[Stored records]
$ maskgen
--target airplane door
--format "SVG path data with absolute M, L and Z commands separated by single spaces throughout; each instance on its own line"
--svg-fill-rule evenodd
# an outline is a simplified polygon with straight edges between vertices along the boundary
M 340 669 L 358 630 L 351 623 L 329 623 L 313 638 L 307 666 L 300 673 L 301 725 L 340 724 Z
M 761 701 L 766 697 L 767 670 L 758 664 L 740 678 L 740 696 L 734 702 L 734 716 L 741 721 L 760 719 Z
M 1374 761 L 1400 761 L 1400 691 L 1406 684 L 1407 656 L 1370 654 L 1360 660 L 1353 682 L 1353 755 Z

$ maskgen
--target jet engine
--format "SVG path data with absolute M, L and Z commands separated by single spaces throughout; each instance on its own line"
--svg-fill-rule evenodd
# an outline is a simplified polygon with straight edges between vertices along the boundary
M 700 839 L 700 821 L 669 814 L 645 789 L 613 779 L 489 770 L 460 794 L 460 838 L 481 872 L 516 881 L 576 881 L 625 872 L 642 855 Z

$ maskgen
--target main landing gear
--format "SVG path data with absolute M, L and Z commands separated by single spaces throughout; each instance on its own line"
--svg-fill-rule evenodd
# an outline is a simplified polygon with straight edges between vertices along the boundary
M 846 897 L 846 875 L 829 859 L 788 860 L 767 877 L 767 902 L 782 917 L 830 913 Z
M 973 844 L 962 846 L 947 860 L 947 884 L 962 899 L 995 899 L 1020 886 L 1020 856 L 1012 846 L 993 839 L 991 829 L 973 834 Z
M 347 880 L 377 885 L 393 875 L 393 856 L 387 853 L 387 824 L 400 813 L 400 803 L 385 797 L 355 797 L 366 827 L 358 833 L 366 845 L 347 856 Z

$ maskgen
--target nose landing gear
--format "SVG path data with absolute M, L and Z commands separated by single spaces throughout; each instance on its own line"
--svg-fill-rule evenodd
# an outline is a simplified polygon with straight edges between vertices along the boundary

> **YOUR OBJECTIVE**: Check each line of the records above for "target", and copy those that have it.

> **EXERCISE RESULT**:
--target airplane door
--target jet engine
--target main landing gear
--target nose landing gear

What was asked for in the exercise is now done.